**ENUNCIADO:**
Pode transcrever, sem qualquer alteração, a parte do texto sobre a caminhada para Jerusalém que começa nas palavras "A caminhada para" e termina depois de "e nas realizações."?

**TEXTO FORNECIDO:**
***
A caminhada para Jerusalém está prestes a
chegar à cidade. Tem sido uma “caixa de surpresas” que Jesus provoca ou
aproveita para mostrar aos acompanhantes, sobretudo aos discípulos, a novidade
do Reino de Deus, de que é portador e iniciador. No domingo, vimos o homem
desejoso de viver de tal modo na terra que possa garantir a plenitude da vida
eterna. E o apelo que Jesus lhe faz a cortar todas as amarras que o retinham no
mero cumprimento de mandamentos e a apreciar o tesouro da liberdade. Quer
dizer, Jesus quer curar-lhe o desejo, essa energia que nos impulsiona nos
sonhos e nas realizações.
***
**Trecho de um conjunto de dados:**
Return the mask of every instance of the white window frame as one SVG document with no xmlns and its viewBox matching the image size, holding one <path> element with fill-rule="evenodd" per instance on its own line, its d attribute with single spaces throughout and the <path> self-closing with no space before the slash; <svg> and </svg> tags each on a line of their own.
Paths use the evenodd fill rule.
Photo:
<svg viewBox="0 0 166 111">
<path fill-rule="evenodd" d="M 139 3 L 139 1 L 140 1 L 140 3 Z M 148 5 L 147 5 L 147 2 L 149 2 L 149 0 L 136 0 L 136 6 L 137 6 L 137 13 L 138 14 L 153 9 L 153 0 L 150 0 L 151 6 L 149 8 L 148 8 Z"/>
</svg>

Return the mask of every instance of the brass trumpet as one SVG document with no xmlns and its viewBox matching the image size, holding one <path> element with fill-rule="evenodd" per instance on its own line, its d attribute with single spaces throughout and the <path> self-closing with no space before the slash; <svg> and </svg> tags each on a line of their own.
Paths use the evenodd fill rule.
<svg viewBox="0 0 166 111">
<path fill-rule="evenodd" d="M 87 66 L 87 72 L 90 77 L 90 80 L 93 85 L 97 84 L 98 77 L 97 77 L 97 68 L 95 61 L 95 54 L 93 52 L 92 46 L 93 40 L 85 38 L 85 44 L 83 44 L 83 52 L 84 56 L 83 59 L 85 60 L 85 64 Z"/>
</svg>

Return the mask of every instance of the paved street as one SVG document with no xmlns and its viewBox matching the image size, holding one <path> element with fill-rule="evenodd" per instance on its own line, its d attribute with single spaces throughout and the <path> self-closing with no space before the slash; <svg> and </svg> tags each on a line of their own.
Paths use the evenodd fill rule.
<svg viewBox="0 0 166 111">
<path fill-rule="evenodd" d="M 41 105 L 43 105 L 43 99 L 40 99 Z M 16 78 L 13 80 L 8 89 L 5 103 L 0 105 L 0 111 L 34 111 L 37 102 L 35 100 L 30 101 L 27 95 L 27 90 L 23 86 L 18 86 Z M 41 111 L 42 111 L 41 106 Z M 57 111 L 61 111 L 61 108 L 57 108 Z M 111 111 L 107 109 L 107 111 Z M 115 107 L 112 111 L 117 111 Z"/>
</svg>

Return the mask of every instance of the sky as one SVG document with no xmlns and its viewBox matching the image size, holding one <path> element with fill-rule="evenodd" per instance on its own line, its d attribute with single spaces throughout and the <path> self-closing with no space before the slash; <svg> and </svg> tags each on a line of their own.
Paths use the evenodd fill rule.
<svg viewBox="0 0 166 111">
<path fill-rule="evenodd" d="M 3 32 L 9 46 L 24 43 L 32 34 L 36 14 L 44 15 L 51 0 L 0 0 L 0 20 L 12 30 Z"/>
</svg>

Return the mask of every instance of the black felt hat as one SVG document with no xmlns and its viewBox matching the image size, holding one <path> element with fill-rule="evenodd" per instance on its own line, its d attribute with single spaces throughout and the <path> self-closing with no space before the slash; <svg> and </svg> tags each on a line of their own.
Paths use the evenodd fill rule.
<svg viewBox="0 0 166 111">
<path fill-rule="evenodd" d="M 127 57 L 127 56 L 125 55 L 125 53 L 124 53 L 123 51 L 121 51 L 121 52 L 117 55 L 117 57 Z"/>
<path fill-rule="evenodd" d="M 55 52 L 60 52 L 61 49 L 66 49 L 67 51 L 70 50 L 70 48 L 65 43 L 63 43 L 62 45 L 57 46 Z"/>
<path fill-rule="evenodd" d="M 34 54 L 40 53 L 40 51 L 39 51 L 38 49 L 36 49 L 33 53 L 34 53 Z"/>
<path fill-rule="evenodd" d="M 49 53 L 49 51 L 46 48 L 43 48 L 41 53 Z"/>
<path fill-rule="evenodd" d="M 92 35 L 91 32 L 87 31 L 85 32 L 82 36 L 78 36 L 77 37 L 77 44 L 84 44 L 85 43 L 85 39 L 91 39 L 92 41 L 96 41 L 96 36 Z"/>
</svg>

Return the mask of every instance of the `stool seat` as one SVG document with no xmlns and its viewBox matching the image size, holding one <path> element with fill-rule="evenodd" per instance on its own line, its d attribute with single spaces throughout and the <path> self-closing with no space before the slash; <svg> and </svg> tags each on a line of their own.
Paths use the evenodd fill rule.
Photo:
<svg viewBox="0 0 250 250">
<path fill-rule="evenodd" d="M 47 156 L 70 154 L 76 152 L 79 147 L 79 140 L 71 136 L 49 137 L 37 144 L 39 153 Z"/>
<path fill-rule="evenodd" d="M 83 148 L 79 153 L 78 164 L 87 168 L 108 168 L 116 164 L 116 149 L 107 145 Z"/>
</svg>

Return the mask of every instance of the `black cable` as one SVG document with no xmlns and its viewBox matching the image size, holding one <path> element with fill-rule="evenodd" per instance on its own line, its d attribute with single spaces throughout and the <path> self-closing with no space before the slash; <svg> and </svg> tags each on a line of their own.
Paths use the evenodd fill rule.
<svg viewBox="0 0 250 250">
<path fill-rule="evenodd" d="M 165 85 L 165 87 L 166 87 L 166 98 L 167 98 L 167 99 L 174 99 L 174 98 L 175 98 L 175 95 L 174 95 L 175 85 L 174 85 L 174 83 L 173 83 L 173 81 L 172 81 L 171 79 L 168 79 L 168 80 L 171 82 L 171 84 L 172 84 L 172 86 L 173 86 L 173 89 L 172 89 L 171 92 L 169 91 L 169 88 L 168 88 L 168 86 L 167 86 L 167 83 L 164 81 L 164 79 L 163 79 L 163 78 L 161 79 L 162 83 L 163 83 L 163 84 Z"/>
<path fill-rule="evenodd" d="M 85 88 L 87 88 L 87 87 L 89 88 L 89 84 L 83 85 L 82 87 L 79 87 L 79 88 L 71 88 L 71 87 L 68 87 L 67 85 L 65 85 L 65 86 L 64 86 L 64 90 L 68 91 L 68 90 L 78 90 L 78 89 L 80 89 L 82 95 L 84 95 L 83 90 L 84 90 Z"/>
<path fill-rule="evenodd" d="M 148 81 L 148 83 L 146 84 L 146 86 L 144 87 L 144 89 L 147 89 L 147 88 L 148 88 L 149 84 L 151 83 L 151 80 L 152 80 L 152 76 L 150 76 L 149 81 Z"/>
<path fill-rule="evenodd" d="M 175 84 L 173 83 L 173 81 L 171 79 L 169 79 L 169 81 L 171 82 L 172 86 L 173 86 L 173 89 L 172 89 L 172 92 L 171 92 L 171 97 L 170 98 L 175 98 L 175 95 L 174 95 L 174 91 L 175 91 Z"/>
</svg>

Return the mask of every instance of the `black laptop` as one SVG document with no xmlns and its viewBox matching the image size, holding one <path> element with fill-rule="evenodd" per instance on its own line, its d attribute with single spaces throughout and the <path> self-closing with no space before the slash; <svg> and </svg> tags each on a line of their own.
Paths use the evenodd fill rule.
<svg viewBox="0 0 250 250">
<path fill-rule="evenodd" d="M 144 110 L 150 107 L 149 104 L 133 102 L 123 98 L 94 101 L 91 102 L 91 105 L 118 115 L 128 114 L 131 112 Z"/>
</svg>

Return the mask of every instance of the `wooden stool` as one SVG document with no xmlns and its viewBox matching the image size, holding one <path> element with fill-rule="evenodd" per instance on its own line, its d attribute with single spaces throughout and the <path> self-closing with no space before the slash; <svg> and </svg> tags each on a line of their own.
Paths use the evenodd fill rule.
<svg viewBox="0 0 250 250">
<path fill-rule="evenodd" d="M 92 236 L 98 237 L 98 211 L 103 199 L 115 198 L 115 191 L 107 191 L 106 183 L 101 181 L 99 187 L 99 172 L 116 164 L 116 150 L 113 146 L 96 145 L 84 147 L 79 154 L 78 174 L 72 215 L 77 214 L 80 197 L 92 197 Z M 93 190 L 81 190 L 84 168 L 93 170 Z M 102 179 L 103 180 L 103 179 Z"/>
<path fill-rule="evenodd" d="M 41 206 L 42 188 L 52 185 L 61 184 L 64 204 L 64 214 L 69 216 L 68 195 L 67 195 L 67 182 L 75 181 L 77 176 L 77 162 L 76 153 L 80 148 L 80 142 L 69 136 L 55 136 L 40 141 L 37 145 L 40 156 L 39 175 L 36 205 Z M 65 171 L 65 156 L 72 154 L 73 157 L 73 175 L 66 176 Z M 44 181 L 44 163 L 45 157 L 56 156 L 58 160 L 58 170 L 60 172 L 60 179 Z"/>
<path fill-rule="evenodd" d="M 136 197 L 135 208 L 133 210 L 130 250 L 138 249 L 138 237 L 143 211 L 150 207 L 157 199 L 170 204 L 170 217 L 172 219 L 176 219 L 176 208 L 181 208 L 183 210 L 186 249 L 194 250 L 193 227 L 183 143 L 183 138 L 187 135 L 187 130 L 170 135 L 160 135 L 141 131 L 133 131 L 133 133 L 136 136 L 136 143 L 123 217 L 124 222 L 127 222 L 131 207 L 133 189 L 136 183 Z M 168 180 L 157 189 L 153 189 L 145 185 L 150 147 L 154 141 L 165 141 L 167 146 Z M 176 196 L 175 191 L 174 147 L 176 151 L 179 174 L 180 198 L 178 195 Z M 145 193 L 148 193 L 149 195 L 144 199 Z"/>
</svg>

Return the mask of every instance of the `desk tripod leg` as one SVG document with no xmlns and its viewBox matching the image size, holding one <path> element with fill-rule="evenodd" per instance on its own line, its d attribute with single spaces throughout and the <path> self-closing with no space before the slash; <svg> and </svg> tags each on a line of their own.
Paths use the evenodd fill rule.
***
**RESULTADO FINAL:**
A caminhada para Jerusalém está prestes a
chegar à cidade. Tem sido uma “caixa de surpresas” que Jesus provoca ou
aproveita para mostrar aos acompanhantes, sobretudo aos discípulos, a novidade
do Reino de Deus, de que é portador e iniciador. No domingo, vimos o homem
desejoso de viver de tal modo na terra que possa garantir a plenitude da vida
eterna. E o apelo que Jesus lhe faz a cortar todas as amarras que o retinham no
mero cumprimento de mandamentos e a apreciar o tesouro da liberdade. Quer
dizer, Jesus quer curar-lhe o desejo, essa energia que nos impulsiona nos
sonhos e nas realizações.